Excerpt from a dataset

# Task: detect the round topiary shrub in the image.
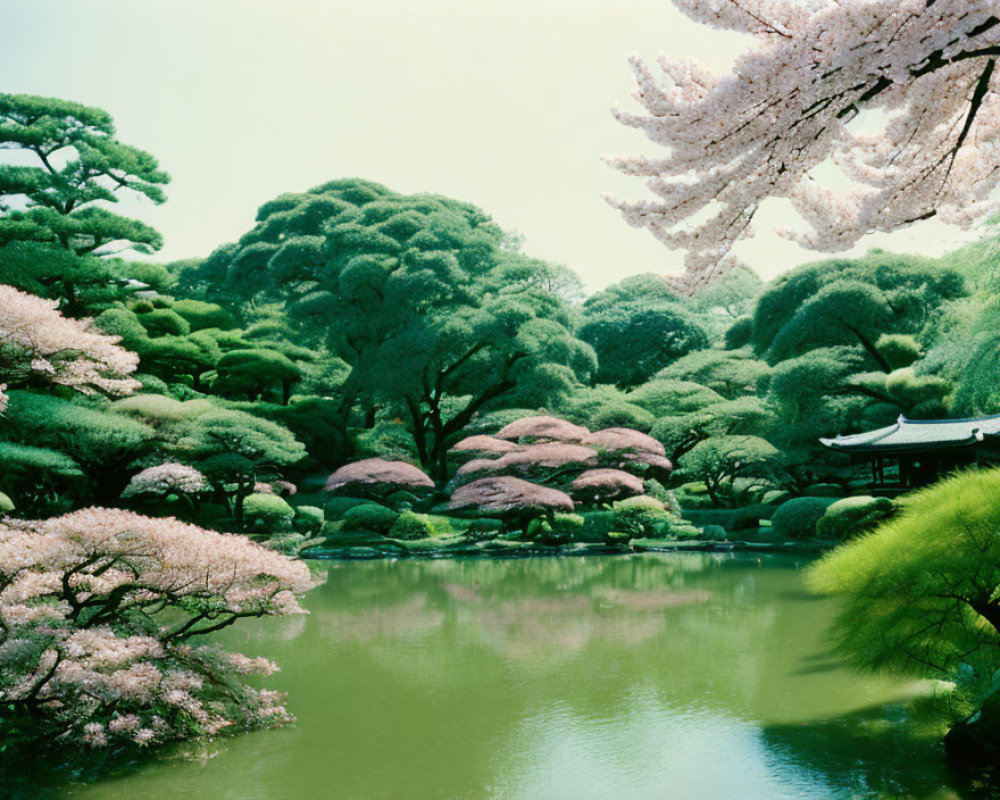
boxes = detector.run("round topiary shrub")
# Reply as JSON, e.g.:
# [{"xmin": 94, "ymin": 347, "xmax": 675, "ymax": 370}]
[
  {"xmin": 293, "ymin": 506, "xmax": 326, "ymax": 533},
  {"xmin": 816, "ymin": 495, "xmax": 896, "ymax": 539},
  {"xmin": 386, "ymin": 511, "xmax": 437, "ymax": 540},
  {"xmin": 611, "ymin": 495, "xmax": 673, "ymax": 539},
  {"xmin": 465, "ymin": 517, "xmax": 503, "ymax": 542},
  {"xmin": 701, "ymin": 525, "xmax": 728, "ymax": 541},
  {"xmin": 771, "ymin": 497, "xmax": 837, "ymax": 539},
  {"xmin": 243, "ymin": 493, "xmax": 295, "ymax": 531},
  {"xmin": 341, "ymin": 503, "xmax": 399, "ymax": 534},
  {"xmin": 323, "ymin": 497, "xmax": 371, "ymax": 520}
]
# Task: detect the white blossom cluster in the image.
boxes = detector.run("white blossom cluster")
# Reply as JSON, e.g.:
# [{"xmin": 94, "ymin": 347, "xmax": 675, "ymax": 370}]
[
  {"xmin": 0, "ymin": 284, "xmax": 140, "ymax": 404},
  {"xmin": 609, "ymin": 0, "xmax": 1000, "ymax": 293},
  {"xmin": 0, "ymin": 508, "xmax": 313, "ymax": 747},
  {"xmin": 122, "ymin": 461, "xmax": 208, "ymax": 498}
]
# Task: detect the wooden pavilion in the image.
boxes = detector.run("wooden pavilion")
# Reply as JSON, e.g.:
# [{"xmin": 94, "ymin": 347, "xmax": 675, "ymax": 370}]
[{"xmin": 820, "ymin": 414, "xmax": 1000, "ymax": 492}]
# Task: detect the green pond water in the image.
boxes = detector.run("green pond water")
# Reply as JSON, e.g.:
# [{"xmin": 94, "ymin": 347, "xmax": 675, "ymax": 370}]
[{"xmin": 7, "ymin": 553, "xmax": 966, "ymax": 800}]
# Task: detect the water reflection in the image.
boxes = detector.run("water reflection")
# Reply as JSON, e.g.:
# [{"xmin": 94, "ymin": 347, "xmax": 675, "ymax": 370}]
[{"xmin": 9, "ymin": 554, "xmax": 984, "ymax": 800}]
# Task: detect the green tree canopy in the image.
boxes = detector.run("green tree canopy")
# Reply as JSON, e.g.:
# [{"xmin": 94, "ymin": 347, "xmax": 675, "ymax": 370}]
[
  {"xmin": 0, "ymin": 94, "xmax": 170, "ymax": 254},
  {"xmin": 579, "ymin": 275, "xmax": 709, "ymax": 388},
  {"xmin": 808, "ymin": 469, "xmax": 1000, "ymax": 748},
  {"xmin": 752, "ymin": 250, "xmax": 965, "ymax": 372},
  {"xmin": 181, "ymin": 180, "xmax": 594, "ymax": 478}
]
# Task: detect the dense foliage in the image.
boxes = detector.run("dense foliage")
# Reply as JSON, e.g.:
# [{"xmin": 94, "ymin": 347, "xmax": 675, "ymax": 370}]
[{"xmin": 9, "ymin": 90, "xmax": 1000, "ymax": 760}]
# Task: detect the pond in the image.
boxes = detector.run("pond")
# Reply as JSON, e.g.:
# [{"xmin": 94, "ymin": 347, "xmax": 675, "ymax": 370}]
[{"xmin": 9, "ymin": 553, "xmax": 976, "ymax": 800}]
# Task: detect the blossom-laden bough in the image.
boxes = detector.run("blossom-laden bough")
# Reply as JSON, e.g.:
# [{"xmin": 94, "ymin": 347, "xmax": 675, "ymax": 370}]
[
  {"xmin": 0, "ymin": 508, "xmax": 314, "ymax": 746},
  {"xmin": 610, "ymin": 0, "xmax": 1000, "ymax": 294}
]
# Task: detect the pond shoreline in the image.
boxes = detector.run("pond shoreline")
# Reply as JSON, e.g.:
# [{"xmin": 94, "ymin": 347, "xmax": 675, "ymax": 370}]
[{"xmin": 299, "ymin": 539, "xmax": 837, "ymax": 561}]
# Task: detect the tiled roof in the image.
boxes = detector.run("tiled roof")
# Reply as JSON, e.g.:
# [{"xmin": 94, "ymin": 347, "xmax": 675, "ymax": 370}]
[{"xmin": 820, "ymin": 414, "xmax": 1000, "ymax": 453}]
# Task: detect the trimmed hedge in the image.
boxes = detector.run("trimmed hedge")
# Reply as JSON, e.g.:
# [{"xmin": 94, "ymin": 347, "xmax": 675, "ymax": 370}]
[
  {"xmin": 293, "ymin": 506, "xmax": 325, "ymax": 533},
  {"xmin": 771, "ymin": 497, "xmax": 837, "ymax": 539},
  {"xmin": 386, "ymin": 511, "xmax": 437, "ymax": 539},
  {"xmin": 684, "ymin": 503, "xmax": 777, "ymax": 532},
  {"xmin": 243, "ymin": 493, "xmax": 295, "ymax": 528},
  {"xmin": 611, "ymin": 495, "xmax": 673, "ymax": 539},
  {"xmin": 342, "ymin": 503, "xmax": 399, "ymax": 534},
  {"xmin": 816, "ymin": 495, "xmax": 896, "ymax": 539}
]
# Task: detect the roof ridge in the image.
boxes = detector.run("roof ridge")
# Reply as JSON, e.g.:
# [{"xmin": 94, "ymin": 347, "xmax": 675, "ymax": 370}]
[{"xmin": 896, "ymin": 414, "xmax": 1000, "ymax": 425}]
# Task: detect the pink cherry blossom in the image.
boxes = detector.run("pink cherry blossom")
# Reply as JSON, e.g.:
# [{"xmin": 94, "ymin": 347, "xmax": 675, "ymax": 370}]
[{"xmin": 609, "ymin": 0, "xmax": 1000, "ymax": 293}]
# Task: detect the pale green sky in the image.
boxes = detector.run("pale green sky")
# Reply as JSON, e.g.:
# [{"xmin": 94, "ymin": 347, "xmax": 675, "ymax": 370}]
[{"xmin": 0, "ymin": 0, "xmax": 968, "ymax": 289}]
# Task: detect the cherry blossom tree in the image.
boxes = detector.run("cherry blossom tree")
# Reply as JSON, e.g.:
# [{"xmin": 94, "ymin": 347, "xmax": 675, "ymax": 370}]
[
  {"xmin": 610, "ymin": 0, "xmax": 1000, "ymax": 294},
  {"xmin": 0, "ymin": 284, "xmax": 140, "ymax": 413},
  {"xmin": 0, "ymin": 508, "xmax": 313, "ymax": 747},
  {"xmin": 324, "ymin": 458, "xmax": 434, "ymax": 502}
]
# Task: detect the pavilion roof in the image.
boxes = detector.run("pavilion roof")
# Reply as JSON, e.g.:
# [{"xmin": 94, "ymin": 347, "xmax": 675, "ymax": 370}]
[{"xmin": 820, "ymin": 414, "xmax": 1000, "ymax": 453}]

**What is expected:** Repeat the material above word for word and skip every image in it.

**Task answer:**
# Task: detect the round topiary shrub in the image.
boxes = detector.run("round topiary shrub")
# Reply as JSON, e.g.:
# [{"xmin": 94, "ymin": 347, "xmax": 675, "ymax": 370}]
[
  {"xmin": 293, "ymin": 506, "xmax": 326, "ymax": 533},
  {"xmin": 816, "ymin": 495, "xmax": 896, "ymax": 539},
  {"xmin": 386, "ymin": 511, "xmax": 437, "ymax": 540},
  {"xmin": 611, "ymin": 495, "xmax": 673, "ymax": 539},
  {"xmin": 465, "ymin": 517, "xmax": 503, "ymax": 542},
  {"xmin": 701, "ymin": 525, "xmax": 728, "ymax": 541},
  {"xmin": 771, "ymin": 497, "xmax": 837, "ymax": 539},
  {"xmin": 243, "ymin": 493, "xmax": 295, "ymax": 531},
  {"xmin": 341, "ymin": 503, "xmax": 399, "ymax": 534},
  {"xmin": 323, "ymin": 497, "xmax": 371, "ymax": 520}
]
# Task: detect the white blossom cluster in the image.
boxes = detector.run("white blossom cluster")
# Reply as JSON, e.g.:
# [{"xmin": 94, "ymin": 347, "xmax": 675, "ymax": 370}]
[
  {"xmin": 0, "ymin": 284, "xmax": 140, "ymax": 404},
  {"xmin": 609, "ymin": 0, "xmax": 1000, "ymax": 293},
  {"xmin": 0, "ymin": 508, "xmax": 313, "ymax": 747},
  {"xmin": 122, "ymin": 461, "xmax": 208, "ymax": 498}
]
# Task: detect the wooden pavilion in the image.
boxes = detector.run("wooden pavilion")
# Reply as JSON, e.g.:
# [{"xmin": 94, "ymin": 347, "xmax": 675, "ymax": 370}]
[{"xmin": 820, "ymin": 414, "xmax": 1000, "ymax": 492}]
# Task: detect the green pond water in the image.
boxes = detector.run("green pond water")
# Reply as JSON, e.g.:
# [{"xmin": 94, "ymin": 347, "xmax": 675, "ymax": 370}]
[{"xmin": 7, "ymin": 553, "xmax": 966, "ymax": 800}]
# Task: detect the water reflection in the image.
boxes = detector.run("water reflection")
# Reply as JSON, e.g.:
# [{"xmin": 94, "ymin": 347, "xmax": 675, "ymax": 370}]
[{"xmin": 9, "ymin": 554, "xmax": 984, "ymax": 800}]
# Task: detect the green tree canopy in the image.
boxes = detector.run("green tree canopy")
# Reply as JSON, e.g.:
# [{"xmin": 94, "ymin": 347, "xmax": 675, "ymax": 370}]
[
  {"xmin": 0, "ymin": 94, "xmax": 170, "ymax": 254},
  {"xmin": 579, "ymin": 275, "xmax": 709, "ymax": 388},
  {"xmin": 808, "ymin": 469, "xmax": 1000, "ymax": 748},
  {"xmin": 752, "ymin": 250, "xmax": 965, "ymax": 372},
  {"xmin": 181, "ymin": 180, "xmax": 594, "ymax": 478}
]
# Task: detect the dense foliage in the image.
boxes = detector.run("dense foliage")
# Reply as JSON, e.g.:
# [{"xmin": 94, "ymin": 347, "xmax": 675, "ymax": 370}]
[{"xmin": 9, "ymin": 90, "xmax": 1000, "ymax": 760}]
# Task: detect the pond in the image.
boxes = detector.run("pond")
# Reply as JSON, e.g.:
# [{"xmin": 94, "ymin": 347, "xmax": 675, "ymax": 370}]
[{"xmin": 9, "ymin": 553, "xmax": 976, "ymax": 800}]
# Task: detect the blossom-laden bough in the image.
boxes = detector.run("blossom-laden bough")
# Reply as JSON, e.g.:
# [{"xmin": 94, "ymin": 347, "xmax": 675, "ymax": 370}]
[
  {"xmin": 0, "ymin": 508, "xmax": 314, "ymax": 746},
  {"xmin": 610, "ymin": 0, "xmax": 1000, "ymax": 294}
]
# Task: detect the pond shoreline in the image.
boxes = detector.run("pond shoreline")
# Reply as JSON, e.g.:
# [{"xmin": 94, "ymin": 347, "xmax": 675, "ymax": 370}]
[{"xmin": 299, "ymin": 539, "xmax": 837, "ymax": 561}]
# Task: detect the tiled roof in the image.
boxes = detector.run("tiled roof")
# Reply as JSON, e.g.:
# [{"xmin": 94, "ymin": 347, "xmax": 675, "ymax": 370}]
[{"xmin": 820, "ymin": 414, "xmax": 1000, "ymax": 453}]
# Task: detect the trimmed hedge in the image.
boxes = detector.run("trimmed hedge")
# Reply as JSON, e.g.:
# [{"xmin": 94, "ymin": 347, "xmax": 675, "ymax": 370}]
[
  {"xmin": 293, "ymin": 506, "xmax": 325, "ymax": 533},
  {"xmin": 771, "ymin": 497, "xmax": 837, "ymax": 539},
  {"xmin": 386, "ymin": 511, "xmax": 437, "ymax": 539},
  {"xmin": 684, "ymin": 503, "xmax": 777, "ymax": 532},
  {"xmin": 243, "ymin": 493, "xmax": 295, "ymax": 528},
  {"xmin": 611, "ymin": 495, "xmax": 673, "ymax": 539},
  {"xmin": 342, "ymin": 503, "xmax": 399, "ymax": 534},
  {"xmin": 816, "ymin": 495, "xmax": 896, "ymax": 539}
]
# Task: detect the roof ridge in the image.
boxes = detector.run("roof ridge")
# Reply as JSON, e.g.:
# [{"xmin": 94, "ymin": 347, "xmax": 675, "ymax": 370}]
[{"xmin": 896, "ymin": 414, "xmax": 1000, "ymax": 425}]
# Task: detect the pink cherry blossom in the image.
boxes = detector.run("pink cherry blossom")
# Reply as JSON, e.g.:
# [{"xmin": 94, "ymin": 347, "xmax": 675, "ymax": 370}]
[{"xmin": 609, "ymin": 0, "xmax": 1000, "ymax": 293}]
# Task: detect the pale green sky in the image.
boxes = detector.run("pale green sky")
# Reply as JSON, e.g.:
# [{"xmin": 94, "ymin": 347, "xmax": 675, "ymax": 370}]
[{"xmin": 0, "ymin": 0, "xmax": 968, "ymax": 289}]
# Task: detect the cherry blossom tree in the image.
boxes = detector.run("cherry blossom tree")
# Reply as JSON, e.g.:
# [{"xmin": 94, "ymin": 347, "xmax": 675, "ymax": 370}]
[
  {"xmin": 610, "ymin": 0, "xmax": 1000, "ymax": 294},
  {"xmin": 0, "ymin": 284, "xmax": 140, "ymax": 413},
  {"xmin": 0, "ymin": 508, "xmax": 313, "ymax": 747},
  {"xmin": 324, "ymin": 458, "xmax": 434, "ymax": 502}
]
# Task: detect the pavilion roof in the image.
boxes = detector.run("pavilion roof")
# Reply as JSON, e.g.:
# [{"xmin": 94, "ymin": 347, "xmax": 675, "ymax": 370}]
[{"xmin": 820, "ymin": 414, "xmax": 1000, "ymax": 453}]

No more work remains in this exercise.